O sistema público de saúde apresenta falhas em seus principais programas e precisa de ações mais efetivas para transformar essa realidade. O Ministério da Saúde anunciou que pretende repassar cerca de R$ 600 milhões aos governos estaduais e do DF para a redução dessa fila. De acordo com o ministério, para receber o recurso financeiro, cada Estado deve enviar um plano com o número de cirurgias eletivas identificadas na fila, quantas poderiam ser realizadas com o investimento do governo federal e os hospitais que fariam as operações. O levantamento demonstrou que Goiás é Estado que tem a maior fila: são cerca de 125 mil procedimentos travados. Em seguida, aparece São Paulo, com 111 mil, e em terceiro lugar, o Rio Grande do Sul, com 108 mil.

As principais cirurgias que representam demanda represada nos Estados inscritos no programa até agora são: cirurgia de catarata, retirada da vesícula biliar, cirurgia de hérnia, remoção das hemorróidas e retirada do útero. Certamente, para tratar das intercorrências que algumas dessas condições provocam, o SUS gasta tanto (ou mais) do que gastará com o procedimento cirúrgico em si. Quanto custa mensalmente cada um desses pacientes à espera de uma cirurgia? Esses números não foram apurados.

Segundo as estimativas, esse investimento deve reduzir em cerca de 45% o total dos procedimentos. Assim, se o projeto correr como o planejado, cerca de 487 mil cirurgias serão feitas, mas ainda sobrarão mais de 595 mil na fila de todo o Brasil.

Ou seja, esse programa terá um efeito paliativo. Sem dúvida, ajudará milhares de pessoas e famílias, mas ainda não é a solução para esse gigantesco problema. Essa fila poderá crescer rapidamente, caso não sejam tomadas outras medidas paralelas de curto e médio prazos.

[Entradas de dados coletadas]

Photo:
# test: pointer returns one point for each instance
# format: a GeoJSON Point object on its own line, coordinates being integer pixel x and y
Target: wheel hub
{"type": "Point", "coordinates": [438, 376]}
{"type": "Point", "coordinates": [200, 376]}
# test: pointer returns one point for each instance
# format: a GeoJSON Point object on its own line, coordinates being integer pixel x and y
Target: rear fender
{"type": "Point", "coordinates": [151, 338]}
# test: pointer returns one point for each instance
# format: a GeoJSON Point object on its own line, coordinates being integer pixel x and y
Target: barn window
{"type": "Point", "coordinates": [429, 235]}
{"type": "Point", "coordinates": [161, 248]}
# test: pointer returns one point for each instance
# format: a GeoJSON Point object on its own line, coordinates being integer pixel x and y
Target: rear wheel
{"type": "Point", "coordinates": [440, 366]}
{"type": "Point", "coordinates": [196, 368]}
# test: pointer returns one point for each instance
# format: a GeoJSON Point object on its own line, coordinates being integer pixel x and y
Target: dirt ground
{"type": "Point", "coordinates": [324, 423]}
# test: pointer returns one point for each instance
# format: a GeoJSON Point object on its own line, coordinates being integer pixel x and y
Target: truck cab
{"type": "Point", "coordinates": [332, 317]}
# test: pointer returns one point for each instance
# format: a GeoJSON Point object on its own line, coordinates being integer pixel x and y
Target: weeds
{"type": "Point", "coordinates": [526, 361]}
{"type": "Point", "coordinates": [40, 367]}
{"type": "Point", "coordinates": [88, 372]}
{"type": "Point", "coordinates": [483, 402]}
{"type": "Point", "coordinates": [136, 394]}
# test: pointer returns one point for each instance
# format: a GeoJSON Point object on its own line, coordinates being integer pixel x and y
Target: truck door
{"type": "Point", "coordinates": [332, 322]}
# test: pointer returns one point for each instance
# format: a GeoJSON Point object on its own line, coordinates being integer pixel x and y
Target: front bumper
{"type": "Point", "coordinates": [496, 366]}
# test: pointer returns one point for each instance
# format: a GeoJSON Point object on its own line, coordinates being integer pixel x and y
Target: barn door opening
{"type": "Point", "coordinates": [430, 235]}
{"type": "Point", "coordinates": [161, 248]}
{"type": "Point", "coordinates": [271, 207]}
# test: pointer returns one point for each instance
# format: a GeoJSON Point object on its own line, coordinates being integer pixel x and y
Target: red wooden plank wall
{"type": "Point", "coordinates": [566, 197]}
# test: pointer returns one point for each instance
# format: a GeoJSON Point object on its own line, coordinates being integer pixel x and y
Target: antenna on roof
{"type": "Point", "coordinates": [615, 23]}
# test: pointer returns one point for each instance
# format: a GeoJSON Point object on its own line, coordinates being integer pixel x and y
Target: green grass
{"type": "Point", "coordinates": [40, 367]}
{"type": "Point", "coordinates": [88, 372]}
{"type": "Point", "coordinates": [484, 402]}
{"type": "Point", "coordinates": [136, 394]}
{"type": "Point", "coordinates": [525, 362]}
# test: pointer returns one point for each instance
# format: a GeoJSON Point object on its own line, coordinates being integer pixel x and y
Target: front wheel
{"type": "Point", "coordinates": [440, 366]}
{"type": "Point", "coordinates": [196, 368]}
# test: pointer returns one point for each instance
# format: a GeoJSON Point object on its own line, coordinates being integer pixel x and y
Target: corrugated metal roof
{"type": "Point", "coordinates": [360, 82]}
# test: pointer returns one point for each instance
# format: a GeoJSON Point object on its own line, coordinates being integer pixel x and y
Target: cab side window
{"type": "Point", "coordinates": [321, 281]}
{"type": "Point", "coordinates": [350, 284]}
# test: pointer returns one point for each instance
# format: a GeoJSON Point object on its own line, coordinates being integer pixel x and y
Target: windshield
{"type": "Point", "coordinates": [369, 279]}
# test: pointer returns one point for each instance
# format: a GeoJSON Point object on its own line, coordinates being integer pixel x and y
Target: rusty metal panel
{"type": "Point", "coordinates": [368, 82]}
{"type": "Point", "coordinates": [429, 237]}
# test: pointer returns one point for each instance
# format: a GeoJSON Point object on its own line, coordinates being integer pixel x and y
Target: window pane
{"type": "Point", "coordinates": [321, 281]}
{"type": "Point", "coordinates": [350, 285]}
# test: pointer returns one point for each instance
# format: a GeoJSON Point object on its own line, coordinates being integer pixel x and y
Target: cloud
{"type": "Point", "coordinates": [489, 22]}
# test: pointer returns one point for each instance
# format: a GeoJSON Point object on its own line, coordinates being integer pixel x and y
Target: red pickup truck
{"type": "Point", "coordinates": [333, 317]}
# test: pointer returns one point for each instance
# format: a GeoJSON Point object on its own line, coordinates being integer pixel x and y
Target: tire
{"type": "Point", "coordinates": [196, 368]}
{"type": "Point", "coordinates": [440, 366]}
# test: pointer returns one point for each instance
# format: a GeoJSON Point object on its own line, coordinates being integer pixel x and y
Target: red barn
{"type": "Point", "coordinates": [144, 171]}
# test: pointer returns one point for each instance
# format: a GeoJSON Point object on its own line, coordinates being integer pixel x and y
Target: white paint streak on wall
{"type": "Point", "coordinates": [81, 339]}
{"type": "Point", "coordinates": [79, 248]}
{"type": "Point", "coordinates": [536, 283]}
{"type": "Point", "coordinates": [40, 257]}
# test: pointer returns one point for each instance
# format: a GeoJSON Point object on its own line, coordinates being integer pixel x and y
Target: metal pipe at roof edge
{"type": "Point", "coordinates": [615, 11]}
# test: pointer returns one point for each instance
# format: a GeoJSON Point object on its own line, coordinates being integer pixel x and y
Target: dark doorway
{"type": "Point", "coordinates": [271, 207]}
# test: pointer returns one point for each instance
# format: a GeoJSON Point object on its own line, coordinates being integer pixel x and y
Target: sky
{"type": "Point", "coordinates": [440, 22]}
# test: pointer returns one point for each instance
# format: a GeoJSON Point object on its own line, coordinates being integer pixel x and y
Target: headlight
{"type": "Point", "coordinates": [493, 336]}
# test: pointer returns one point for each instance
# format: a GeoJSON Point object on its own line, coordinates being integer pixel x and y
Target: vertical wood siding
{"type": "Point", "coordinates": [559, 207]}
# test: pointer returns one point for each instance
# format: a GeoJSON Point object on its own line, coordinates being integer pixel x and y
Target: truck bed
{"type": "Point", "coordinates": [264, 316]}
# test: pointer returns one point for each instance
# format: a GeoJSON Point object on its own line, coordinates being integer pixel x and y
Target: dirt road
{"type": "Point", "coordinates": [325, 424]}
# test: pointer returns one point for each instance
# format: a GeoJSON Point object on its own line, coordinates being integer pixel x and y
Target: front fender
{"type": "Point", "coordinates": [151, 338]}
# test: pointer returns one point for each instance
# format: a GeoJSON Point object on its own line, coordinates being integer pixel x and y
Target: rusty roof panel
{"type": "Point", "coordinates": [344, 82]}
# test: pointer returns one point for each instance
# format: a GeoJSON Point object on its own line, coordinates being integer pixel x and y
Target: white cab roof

▸ A tarefa
Responda às perguntas a seguir com base no texto sobre a fila de cirurgias eletivas.
1. Quanto o Ministério da Saúde pretende repassar aos governos estaduais e do DF?
2. Qual Estado ocupa o terceiro lugar na fila, e com quantos procedimentos?
3. Em quanto o investimento deve reduzir o total dos procedimentos, segundo as estimativas?

▸ Resultado do exercício
1. Cerca de R$ 600 milhões.
2. O Rio Grande do Sul, com 108 mil procedimentos.
3. Em cerca de 45%.